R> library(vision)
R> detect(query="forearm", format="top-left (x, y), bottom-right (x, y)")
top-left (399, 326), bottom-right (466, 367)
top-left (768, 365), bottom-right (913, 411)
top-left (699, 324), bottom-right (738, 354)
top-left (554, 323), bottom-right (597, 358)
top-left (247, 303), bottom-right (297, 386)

************

## The problem
Render every line of the data above as a numbered list, omitting any blank lines.

## Answer to the exercise
1. R> library(vision)
2. R> detect(query="forearm", format="top-left (x, y), bottom-right (x, y)")
3. top-left (399, 326), bottom-right (466, 367)
4. top-left (768, 365), bottom-right (913, 411)
5. top-left (699, 324), bottom-right (738, 354)
6. top-left (554, 323), bottom-right (597, 358)
7. top-left (247, 303), bottom-right (297, 386)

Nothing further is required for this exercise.